Dataset entries

=== Section Start ===

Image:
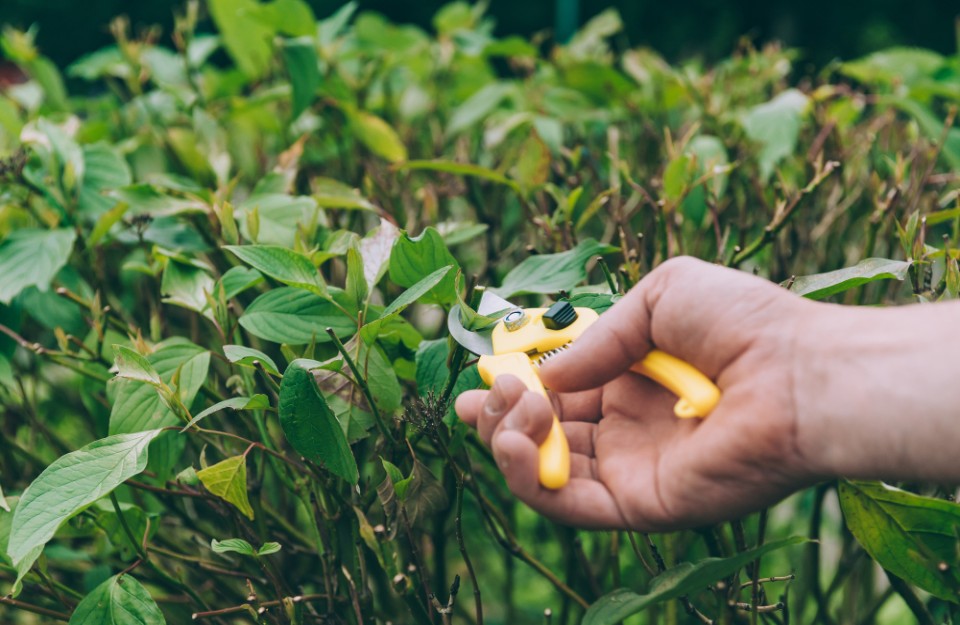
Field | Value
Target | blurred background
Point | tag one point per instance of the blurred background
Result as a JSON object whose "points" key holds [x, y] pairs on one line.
{"points": [[821, 30]]}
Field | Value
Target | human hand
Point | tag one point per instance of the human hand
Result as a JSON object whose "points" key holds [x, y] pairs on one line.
{"points": [[633, 463]]}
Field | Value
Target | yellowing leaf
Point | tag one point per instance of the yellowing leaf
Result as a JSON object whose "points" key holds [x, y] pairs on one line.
{"points": [[228, 480]]}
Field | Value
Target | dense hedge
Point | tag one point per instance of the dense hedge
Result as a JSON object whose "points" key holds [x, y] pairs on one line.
{"points": [[224, 367]]}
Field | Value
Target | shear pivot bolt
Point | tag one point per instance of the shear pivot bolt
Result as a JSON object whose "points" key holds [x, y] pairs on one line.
{"points": [[514, 320]]}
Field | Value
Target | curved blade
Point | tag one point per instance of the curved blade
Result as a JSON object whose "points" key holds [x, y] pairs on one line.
{"points": [[479, 344]]}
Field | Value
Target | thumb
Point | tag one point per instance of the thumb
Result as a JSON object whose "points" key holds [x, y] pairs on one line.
{"points": [[619, 339]]}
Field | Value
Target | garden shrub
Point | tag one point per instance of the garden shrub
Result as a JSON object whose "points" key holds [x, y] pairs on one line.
{"points": [[226, 262]]}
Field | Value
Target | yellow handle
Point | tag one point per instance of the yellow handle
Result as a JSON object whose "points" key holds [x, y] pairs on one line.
{"points": [[698, 395], [554, 451]]}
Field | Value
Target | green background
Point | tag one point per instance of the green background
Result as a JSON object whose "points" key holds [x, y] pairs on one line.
{"points": [[821, 29]]}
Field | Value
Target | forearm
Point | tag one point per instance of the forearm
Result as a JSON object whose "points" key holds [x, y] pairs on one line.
{"points": [[877, 392]]}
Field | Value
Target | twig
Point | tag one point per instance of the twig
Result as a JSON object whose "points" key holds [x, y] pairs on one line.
{"points": [[362, 383], [266, 604]]}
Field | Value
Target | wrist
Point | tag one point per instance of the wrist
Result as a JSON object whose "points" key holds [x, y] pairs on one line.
{"points": [[874, 392]]}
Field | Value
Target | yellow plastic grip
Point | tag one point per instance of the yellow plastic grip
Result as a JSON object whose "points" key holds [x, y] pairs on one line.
{"points": [[698, 395], [554, 451]]}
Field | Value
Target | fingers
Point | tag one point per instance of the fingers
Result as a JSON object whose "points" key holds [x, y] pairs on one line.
{"points": [[583, 502], [615, 342]]}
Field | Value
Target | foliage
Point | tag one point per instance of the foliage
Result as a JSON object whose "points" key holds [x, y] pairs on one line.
{"points": [[223, 288]]}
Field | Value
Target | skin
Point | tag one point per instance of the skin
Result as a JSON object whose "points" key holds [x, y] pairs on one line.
{"points": [[811, 391]]}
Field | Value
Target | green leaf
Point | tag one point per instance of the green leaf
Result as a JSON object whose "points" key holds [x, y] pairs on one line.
{"points": [[310, 425], [551, 273], [677, 177], [478, 106], [533, 163], [133, 366], [379, 137], [69, 485], [370, 331], [240, 355], [330, 193], [909, 535], [238, 279], [296, 317], [821, 285], [257, 402], [414, 258], [121, 600], [32, 258], [897, 65], [138, 407], [245, 34], [268, 548], [462, 169], [282, 264], [683, 579], [232, 545], [356, 286], [145, 199], [228, 480], [300, 59], [775, 126]]}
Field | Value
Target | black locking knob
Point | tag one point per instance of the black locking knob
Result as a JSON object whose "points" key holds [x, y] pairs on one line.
{"points": [[559, 316]]}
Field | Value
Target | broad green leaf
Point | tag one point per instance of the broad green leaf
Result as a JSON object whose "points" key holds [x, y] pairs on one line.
{"points": [[121, 600], [69, 485], [31, 257], [775, 127], [678, 176], [269, 548], [462, 169], [300, 58], [533, 163], [282, 264], [356, 285], [104, 170], [145, 199], [379, 137], [330, 193], [257, 402], [822, 285], [238, 279], [228, 480], [552, 273], [683, 579], [138, 406], [599, 302], [478, 106], [133, 366], [245, 33], [432, 370], [296, 317], [186, 285], [412, 259], [370, 331], [309, 424], [279, 217], [898, 65], [240, 355], [909, 535], [232, 545]]}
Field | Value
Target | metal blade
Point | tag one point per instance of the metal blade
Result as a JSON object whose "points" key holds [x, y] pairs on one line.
{"points": [[491, 303], [475, 342]]}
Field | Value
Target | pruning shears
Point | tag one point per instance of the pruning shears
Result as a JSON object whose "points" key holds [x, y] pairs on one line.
{"points": [[523, 338]]}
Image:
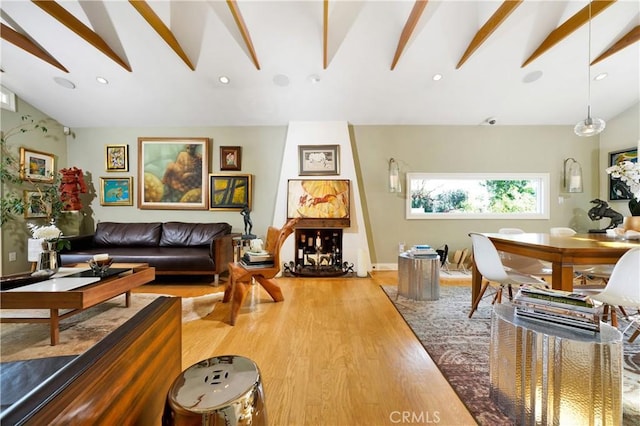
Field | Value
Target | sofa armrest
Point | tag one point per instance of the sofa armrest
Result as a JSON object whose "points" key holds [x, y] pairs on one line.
{"points": [[221, 251], [79, 243]]}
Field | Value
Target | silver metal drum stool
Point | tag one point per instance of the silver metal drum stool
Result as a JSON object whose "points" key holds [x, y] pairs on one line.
{"points": [[224, 390]]}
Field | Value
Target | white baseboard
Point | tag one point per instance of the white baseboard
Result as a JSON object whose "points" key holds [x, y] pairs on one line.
{"points": [[385, 266]]}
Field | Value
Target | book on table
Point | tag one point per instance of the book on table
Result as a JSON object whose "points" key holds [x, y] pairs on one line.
{"points": [[256, 265], [558, 307], [257, 257], [262, 260]]}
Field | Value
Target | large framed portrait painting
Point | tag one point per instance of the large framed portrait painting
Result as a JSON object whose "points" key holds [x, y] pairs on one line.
{"points": [[173, 173]]}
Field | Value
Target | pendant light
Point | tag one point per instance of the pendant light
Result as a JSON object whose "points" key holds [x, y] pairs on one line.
{"points": [[589, 126]]}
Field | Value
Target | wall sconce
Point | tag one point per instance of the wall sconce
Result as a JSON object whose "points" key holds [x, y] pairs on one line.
{"points": [[394, 176], [572, 178]]}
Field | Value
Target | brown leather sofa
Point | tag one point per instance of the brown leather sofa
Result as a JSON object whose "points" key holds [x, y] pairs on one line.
{"points": [[173, 248]]}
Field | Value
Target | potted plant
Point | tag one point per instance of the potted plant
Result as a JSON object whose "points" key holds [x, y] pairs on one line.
{"points": [[71, 185], [629, 174], [12, 203]]}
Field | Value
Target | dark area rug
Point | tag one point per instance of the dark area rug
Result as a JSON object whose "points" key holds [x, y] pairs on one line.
{"points": [[460, 348]]}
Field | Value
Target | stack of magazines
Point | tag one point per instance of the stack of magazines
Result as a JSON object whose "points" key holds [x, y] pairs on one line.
{"points": [[257, 260], [563, 308], [422, 250]]}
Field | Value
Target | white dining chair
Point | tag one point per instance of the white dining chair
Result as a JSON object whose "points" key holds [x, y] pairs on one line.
{"points": [[487, 260], [523, 264], [623, 290]]}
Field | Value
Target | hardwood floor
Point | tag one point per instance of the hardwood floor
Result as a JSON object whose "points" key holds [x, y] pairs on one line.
{"points": [[335, 352]]}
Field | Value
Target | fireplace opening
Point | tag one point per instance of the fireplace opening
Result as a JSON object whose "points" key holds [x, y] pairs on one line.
{"points": [[318, 253]]}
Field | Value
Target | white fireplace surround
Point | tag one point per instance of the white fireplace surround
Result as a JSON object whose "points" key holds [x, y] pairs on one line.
{"points": [[355, 244]]}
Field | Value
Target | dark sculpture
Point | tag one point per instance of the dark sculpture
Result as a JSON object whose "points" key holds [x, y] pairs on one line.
{"points": [[248, 224], [602, 210]]}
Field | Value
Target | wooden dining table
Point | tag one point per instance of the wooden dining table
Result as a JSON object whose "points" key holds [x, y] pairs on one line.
{"points": [[562, 251]]}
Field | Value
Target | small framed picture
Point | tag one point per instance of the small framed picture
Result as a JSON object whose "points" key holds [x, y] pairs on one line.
{"points": [[229, 192], [35, 205], [36, 166], [116, 191], [618, 190], [318, 160], [230, 157], [117, 158]]}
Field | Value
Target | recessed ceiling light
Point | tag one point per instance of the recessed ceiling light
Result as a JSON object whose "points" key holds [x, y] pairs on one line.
{"points": [[532, 76], [64, 82], [281, 80]]}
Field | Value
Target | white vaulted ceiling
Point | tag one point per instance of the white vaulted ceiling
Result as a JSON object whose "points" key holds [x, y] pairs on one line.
{"points": [[281, 70]]}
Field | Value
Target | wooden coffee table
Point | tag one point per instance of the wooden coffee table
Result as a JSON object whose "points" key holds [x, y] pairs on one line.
{"points": [[77, 299]]}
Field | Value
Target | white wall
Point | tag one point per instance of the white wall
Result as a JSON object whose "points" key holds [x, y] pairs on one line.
{"points": [[354, 239]]}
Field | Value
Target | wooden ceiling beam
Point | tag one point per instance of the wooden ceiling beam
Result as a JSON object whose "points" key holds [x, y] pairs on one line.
{"points": [[237, 16], [500, 15], [163, 31], [627, 40], [409, 26], [74, 24], [23, 42], [569, 26], [325, 34]]}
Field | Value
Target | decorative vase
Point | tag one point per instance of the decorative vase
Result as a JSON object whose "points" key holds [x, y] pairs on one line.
{"points": [[70, 222], [632, 223]]}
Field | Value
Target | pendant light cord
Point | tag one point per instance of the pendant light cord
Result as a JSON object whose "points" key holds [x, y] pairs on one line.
{"points": [[589, 68]]}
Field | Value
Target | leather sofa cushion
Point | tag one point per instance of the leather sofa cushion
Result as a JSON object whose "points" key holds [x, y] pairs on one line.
{"points": [[161, 258], [182, 234], [127, 234]]}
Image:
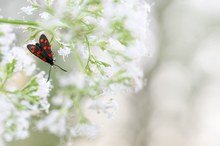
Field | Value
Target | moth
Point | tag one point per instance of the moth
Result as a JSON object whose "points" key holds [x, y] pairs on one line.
{"points": [[43, 51]]}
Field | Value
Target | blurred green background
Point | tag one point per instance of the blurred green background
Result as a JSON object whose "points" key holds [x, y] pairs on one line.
{"points": [[180, 104]]}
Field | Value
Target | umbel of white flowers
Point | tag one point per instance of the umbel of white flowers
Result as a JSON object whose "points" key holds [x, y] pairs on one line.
{"points": [[105, 41]]}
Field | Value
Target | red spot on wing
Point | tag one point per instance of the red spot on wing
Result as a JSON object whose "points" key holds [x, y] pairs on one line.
{"points": [[50, 55], [38, 53]]}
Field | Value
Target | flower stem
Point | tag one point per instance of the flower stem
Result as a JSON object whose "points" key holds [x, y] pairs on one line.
{"points": [[77, 56], [18, 22]]}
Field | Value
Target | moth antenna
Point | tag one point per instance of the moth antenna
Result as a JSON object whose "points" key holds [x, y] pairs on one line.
{"points": [[49, 74], [61, 68]]}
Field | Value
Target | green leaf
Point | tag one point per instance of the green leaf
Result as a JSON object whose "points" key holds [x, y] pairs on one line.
{"points": [[10, 68]]}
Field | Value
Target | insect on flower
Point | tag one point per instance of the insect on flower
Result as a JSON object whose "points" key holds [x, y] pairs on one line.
{"points": [[43, 51]]}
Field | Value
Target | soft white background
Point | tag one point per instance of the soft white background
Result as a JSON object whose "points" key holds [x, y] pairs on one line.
{"points": [[180, 105]]}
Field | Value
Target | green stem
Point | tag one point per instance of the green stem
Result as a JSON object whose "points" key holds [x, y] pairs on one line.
{"points": [[19, 22], [88, 45], [77, 56]]}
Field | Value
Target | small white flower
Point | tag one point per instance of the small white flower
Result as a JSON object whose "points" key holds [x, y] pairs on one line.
{"points": [[64, 52], [23, 61], [44, 15], [62, 101], [28, 10], [43, 91], [55, 122], [86, 130], [7, 37], [108, 107], [76, 78]]}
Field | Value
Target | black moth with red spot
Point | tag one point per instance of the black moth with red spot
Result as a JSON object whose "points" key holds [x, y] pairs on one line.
{"points": [[43, 51]]}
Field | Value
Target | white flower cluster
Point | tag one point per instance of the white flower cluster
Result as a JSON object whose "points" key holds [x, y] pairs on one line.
{"points": [[108, 40], [18, 104]]}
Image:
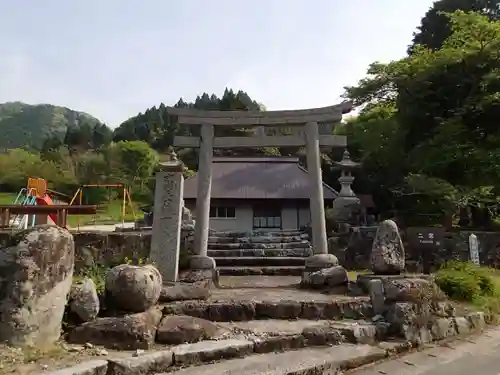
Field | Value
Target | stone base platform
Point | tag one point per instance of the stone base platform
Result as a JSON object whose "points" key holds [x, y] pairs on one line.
{"points": [[364, 280]]}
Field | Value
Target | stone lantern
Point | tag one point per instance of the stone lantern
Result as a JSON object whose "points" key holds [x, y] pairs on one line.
{"points": [[347, 207]]}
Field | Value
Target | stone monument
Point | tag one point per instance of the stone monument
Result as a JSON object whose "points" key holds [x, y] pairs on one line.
{"points": [[388, 253], [167, 219]]}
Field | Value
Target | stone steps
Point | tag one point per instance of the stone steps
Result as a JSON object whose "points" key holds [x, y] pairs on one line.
{"points": [[259, 233], [255, 261], [331, 360], [259, 245], [242, 311], [267, 271], [256, 239], [298, 252], [281, 253]]}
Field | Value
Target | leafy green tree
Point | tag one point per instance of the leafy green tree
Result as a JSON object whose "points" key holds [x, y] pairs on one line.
{"points": [[446, 105], [435, 26]]}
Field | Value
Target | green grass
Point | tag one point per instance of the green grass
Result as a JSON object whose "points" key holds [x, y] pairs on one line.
{"points": [[107, 213]]}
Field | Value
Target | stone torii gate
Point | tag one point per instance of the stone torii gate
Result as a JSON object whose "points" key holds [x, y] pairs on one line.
{"points": [[310, 138]]}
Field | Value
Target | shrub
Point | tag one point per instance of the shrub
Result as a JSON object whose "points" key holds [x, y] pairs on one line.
{"points": [[465, 281]]}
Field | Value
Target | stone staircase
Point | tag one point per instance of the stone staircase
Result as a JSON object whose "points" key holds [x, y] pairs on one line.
{"points": [[277, 253]]}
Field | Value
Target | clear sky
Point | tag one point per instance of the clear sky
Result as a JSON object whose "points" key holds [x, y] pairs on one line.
{"points": [[115, 58]]}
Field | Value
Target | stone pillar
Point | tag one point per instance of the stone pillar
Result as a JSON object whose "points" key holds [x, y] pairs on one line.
{"points": [[167, 220], [321, 259], [201, 260], [316, 201]]}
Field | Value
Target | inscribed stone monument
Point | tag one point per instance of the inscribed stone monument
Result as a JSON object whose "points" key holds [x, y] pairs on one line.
{"points": [[388, 254], [167, 220]]}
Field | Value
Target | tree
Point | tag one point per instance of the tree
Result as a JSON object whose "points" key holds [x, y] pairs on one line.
{"points": [[435, 26], [132, 162], [446, 105]]}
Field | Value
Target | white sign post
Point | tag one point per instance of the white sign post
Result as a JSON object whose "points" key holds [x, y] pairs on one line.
{"points": [[474, 249]]}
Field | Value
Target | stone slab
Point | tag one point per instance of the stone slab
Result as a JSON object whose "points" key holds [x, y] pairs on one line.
{"points": [[231, 282], [259, 261], [266, 271], [353, 331], [206, 351], [143, 364], [306, 245], [363, 281], [301, 253], [96, 367], [227, 311], [304, 361]]}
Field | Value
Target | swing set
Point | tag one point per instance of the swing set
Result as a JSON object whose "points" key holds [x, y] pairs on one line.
{"points": [[126, 198]]}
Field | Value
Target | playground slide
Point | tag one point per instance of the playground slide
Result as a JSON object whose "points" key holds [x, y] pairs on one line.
{"points": [[47, 201]]}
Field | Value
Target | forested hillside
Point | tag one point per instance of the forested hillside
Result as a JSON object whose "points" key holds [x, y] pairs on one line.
{"points": [[25, 125]]}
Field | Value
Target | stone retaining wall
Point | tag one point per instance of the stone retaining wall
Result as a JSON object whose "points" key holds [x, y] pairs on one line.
{"points": [[113, 248], [353, 250]]}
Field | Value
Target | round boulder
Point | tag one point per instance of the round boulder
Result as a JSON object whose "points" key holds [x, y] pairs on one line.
{"points": [[133, 288], [84, 301]]}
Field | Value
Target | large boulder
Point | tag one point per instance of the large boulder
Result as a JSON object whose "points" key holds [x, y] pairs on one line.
{"points": [[36, 270], [84, 300], [133, 288], [388, 254]]}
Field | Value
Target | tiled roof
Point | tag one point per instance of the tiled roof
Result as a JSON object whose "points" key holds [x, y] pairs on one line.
{"points": [[257, 178]]}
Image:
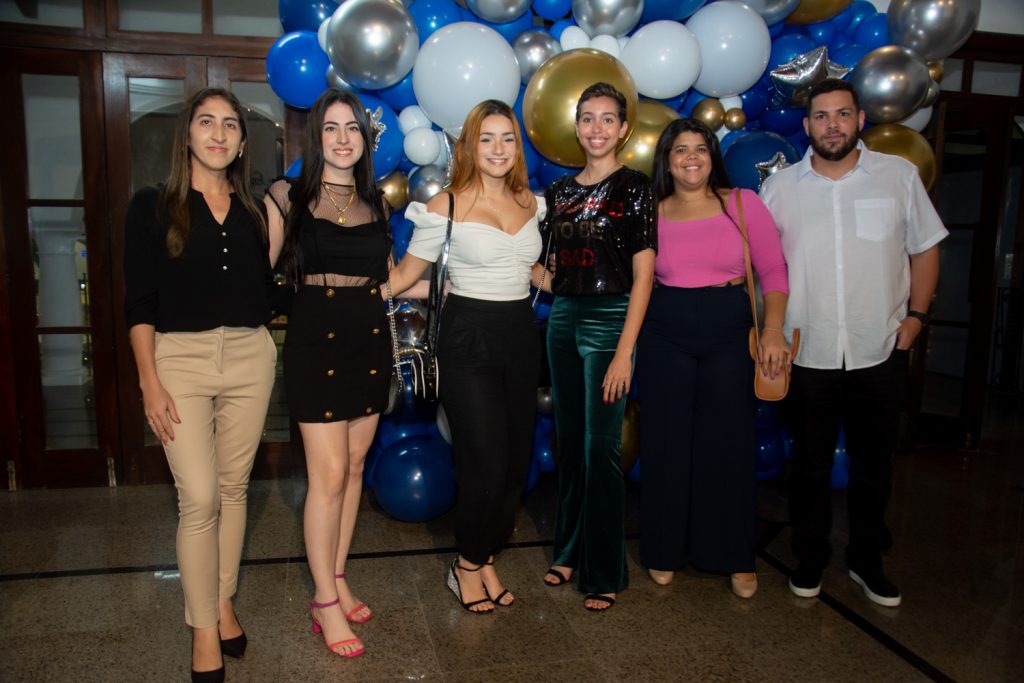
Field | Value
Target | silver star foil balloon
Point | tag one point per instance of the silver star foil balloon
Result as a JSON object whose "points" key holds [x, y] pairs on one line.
{"points": [[795, 79], [770, 167], [377, 125]]}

=== Section End ===

:: INSTRUCTIONS FOR THE TASK ::
From the data above, output only the lines between the line containing "Point | tag one point per instance of the leafy" and the line containing "Point | tag one point per instance of the stone torii", inclusive, exactly as written.

:: TASK OUTPUT ::
Point | tag one point per instance of the leafy green tree
Result as a JSON object whose "points" key holds [x, y] pairs on one line.
{"points": [[446, 105], [435, 26]]}
Field | Value
Target | green grass
Point | tag one point per instance of the green grass
Result as a JSON object whose "points" key holds [x, y] pairs on one line.
{"points": [[107, 213]]}
Field | Value
Target | stone torii gate
Point | tag one point per instance of the stone torii gate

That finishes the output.